START TEXT SEGMENT

Soft footsteps – Art and Literature – Julia Margaret Cameron

Moving now to the art of photography and the life of an inspirational British photographer (and shrewd businesswoman) who was given her first camera at the age of 48 as a present. Cameron’s work was strongly influenced by the Pre-Raphaelite painters – Millais, Rossetti, Holman Hunt and Watts is recognised today as being decades ahead of her time.

Julia Margaret Cameron June 11, 1815 – January 26, 1879

Julia Margaret Cameron was a British photographer. Cameron is widely known for her portraits of celebrities of the time and for Arthurian and similar pictures of myths and legends.

Julia Margaret Cameron image source : Wikipedia
Julia Margaret Cameron

Cameron’s photographic career was short (about 12 years) and came late in her life. Her work had a huge impact on the development of modern photography, especially her closely cropped portraits which are still mimicked today.

Born in Calcutta in 1815, educated in Europe and returned to her parents home at the Cape of Good Hope in 1836. In 1838 she met and married Charles Hay Cameron. On her husband’s retirement, in 1848, the couple moved to London and Julia became part of Kensington’s artistic community, including poet Henry Taylor, painter G F Watts, and Poet Laureate Alfred, Lord Tennyson.

In 1860 she bought two cottages in Freshwater Bay in the Isle of Wight – they were linked together with a Gothic tower and renamed Dimbola Lodge after the family tea estates in Ceylon. Julia lived at Dimbola Lodge from 1860 until 1875, and the Julia Margaret Cameron Trust was set up with the aim of ensuring the preservation of Dimbola Lodge, and to provide historical information on Julia Margaret Cameron’s life and works. Dimbola Lodge Museum is situated in Terrace Lane, close to Freshwater Bay on the Western end of the Isle of Wight.

In 1863, when Cameron was 48 years old, her daughter gave her a camera as a present, thereby starting her career as a photographer. Within a year, Cameron became a member of the Photographic Societies of London and Scotland. In her photography, Cameron strove to capture beauty. She wrote:

“I longed to arrest all the beauty that came before me and at length the longing has been satisfied.”

Cameron was sometimes obsessive about her new occupation, subjects sitting for countless exposures in the blinding light as she laboriously coated, exposed, and processed each wet plate. The results were, in fact, unconventional in their intimacy and their particular visual habit of creating blur through both long exposures where the subject moved and by leaving the lens intentionally out of focus. This led some of her contemporaries to complain and even ridicule the work, but her friends and family were supportive and she was one of the most prolific and advanced amateurs of her time. Her enthusiasm for her craft meant that her children and others sometimes tired of her endless photographing, but it also means that we are left with some of the best of records of her children and of the many notable figures of the time who visited her.

END TEXT SEGMENT
START INFORMATION PROVIDED

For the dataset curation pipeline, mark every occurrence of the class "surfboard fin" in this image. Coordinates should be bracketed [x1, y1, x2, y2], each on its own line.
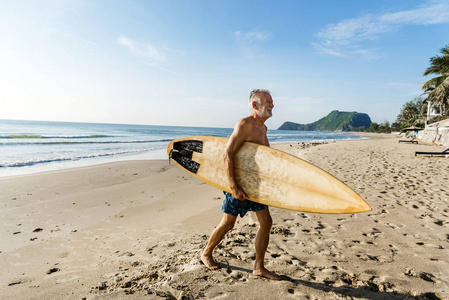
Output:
[170, 140, 203, 174]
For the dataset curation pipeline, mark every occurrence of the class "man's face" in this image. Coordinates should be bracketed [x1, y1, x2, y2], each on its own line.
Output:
[256, 93, 274, 119]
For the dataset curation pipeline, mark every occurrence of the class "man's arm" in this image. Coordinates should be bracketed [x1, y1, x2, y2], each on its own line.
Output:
[223, 119, 251, 200]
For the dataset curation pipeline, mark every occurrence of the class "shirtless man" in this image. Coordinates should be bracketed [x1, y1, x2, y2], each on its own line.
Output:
[201, 89, 280, 280]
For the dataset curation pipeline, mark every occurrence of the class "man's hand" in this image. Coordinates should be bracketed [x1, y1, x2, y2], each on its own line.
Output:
[232, 186, 248, 201]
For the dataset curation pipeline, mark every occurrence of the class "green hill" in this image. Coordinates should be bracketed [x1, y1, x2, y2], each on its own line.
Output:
[278, 110, 371, 131]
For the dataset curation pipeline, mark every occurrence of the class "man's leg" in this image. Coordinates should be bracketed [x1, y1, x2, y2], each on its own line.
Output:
[253, 209, 281, 280]
[201, 213, 237, 270]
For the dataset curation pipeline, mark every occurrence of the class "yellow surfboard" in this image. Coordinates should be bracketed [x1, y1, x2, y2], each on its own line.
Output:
[167, 136, 371, 214]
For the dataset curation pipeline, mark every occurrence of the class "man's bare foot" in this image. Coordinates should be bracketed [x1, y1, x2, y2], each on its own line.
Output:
[253, 268, 281, 280]
[201, 255, 220, 271]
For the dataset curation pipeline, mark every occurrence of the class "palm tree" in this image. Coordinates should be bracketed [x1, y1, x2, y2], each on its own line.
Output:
[421, 45, 449, 116]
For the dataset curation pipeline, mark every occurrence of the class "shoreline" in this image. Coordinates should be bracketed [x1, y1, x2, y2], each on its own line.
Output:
[0, 136, 449, 299]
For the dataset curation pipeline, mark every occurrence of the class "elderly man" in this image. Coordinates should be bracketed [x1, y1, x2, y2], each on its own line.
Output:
[201, 89, 280, 280]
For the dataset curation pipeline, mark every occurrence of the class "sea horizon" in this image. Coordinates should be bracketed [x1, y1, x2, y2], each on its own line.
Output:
[0, 119, 360, 177]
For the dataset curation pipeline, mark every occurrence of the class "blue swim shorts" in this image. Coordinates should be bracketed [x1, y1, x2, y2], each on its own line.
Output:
[221, 192, 268, 218]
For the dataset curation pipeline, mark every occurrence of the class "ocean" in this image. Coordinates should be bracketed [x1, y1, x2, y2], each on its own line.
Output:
[0, 120, 358, 176]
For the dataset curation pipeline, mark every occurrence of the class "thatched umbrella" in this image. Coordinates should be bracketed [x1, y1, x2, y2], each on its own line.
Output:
[401, 126, 424, 131]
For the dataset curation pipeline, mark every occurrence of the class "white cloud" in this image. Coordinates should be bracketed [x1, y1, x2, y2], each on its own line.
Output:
[234, 31, 270, 58]
[313, 0, 449, 57]
[117, 37, 167, 65]
[234, 31, 270, 44]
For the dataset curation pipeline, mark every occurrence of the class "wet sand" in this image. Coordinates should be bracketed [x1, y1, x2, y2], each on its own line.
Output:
[0, 135, 449, 299]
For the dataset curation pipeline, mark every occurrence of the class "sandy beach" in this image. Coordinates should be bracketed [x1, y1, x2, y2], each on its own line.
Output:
[0, 135, 449, 300]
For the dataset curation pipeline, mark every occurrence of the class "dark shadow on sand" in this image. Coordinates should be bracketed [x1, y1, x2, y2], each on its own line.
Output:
[281, 275, 440, 300]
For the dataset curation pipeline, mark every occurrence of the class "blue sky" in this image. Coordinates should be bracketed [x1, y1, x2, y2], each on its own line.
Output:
[0, 0, 449, 129]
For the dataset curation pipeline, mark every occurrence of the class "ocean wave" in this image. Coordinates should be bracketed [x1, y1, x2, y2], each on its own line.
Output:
[0, 134, 114, 139]
[0, 139, 171, 146]
[0, 148, 159, 168]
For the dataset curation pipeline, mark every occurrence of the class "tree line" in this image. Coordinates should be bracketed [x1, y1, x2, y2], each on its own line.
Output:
[368, 45, 449, 133]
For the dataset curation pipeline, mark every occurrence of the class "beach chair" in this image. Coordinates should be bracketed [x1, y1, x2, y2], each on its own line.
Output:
[399, 138, 418, 144]
[415, 148, 449, 156]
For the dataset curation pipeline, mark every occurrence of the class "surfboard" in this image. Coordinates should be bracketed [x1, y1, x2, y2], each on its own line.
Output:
[167, 136, 371, 214]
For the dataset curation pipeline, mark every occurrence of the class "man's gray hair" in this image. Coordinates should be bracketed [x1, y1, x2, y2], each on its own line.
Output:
[248, 89, 271, 109]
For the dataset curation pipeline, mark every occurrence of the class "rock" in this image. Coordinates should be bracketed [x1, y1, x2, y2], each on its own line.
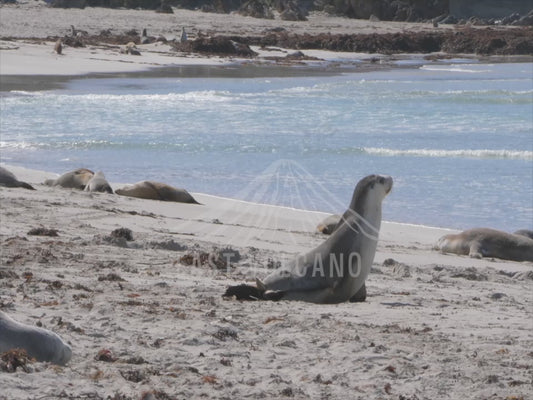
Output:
[239, 0, 274, 19]
[50, 0, 86, 8]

END INFORMATION PROVIDED

Write the next part of the piece on Julia Margaret Cameron, continuing after its final sentence.

During her career, Cameron registered each of her photographs with the copyright office and kept detailed records. Her shrewd business sense is one reason that so many of her works survive today. Another reason that many of Cameron’s portraits are significant is because they are often the only existing photograph of historical figures. Many paintings and drawings exist, but, at the time, photography was still a new, challenging medium for someone outside a typical portrait studio.

Ellen Terry Portrait
Actress Ellen Terry, Portrait picture by Julia Margaret Cameron

The bulk of Cameron’s photographs fit into two categories: closely framed portraits (like this early photograph of the English stage actress, Dame Ellen Terry, GBE) and illustrative allegories based on religious and literary works. In the allegorical works in particular, her artistic influence was clearly Pre-Raphaelite, with far-away looks, limp poses and soft lighting.

Cameron’s sister ran the artistic scene at Little Holland House, which gave her many famous subjects for her portraits. Some of her famous subjects include: Charles Darwin, Alfred Lord Tennyson, Robert Browning, John Everett Millais, William Michael Rossetti, Edward Burne-Jones, Ellen Terry (above) and George Frederic Watts. Most of these distinctive portraits are cropped closely around the subject’s face and are in soft focus. Cameron was often friends with these Victorian celebrities, and tried to capture their personalities in her photos. Her neighbour on the Isle of Wight, Alfred Lord Tennyson often brought friends to see the photographer.

Cameron’s posed photographic illustrations represent the other half of her work. In these illustrations, she frequently photographed historical scenes or literary works, which often took the quality of oil paintings. However, she made no attempt in hiding the backgrounds. Cameron’s friendship with Tennyson led to his asking her to photograph illustrations for his Idylls of the King. These photographs are designed to look like oil paintings from the same time period, including rich details like historical costumes and intricate draperies. Today, these posed works are sometimes dismissed by art critics. Nevertheless, Cameron saw these photographs as art, just like the oil paintings they imitated.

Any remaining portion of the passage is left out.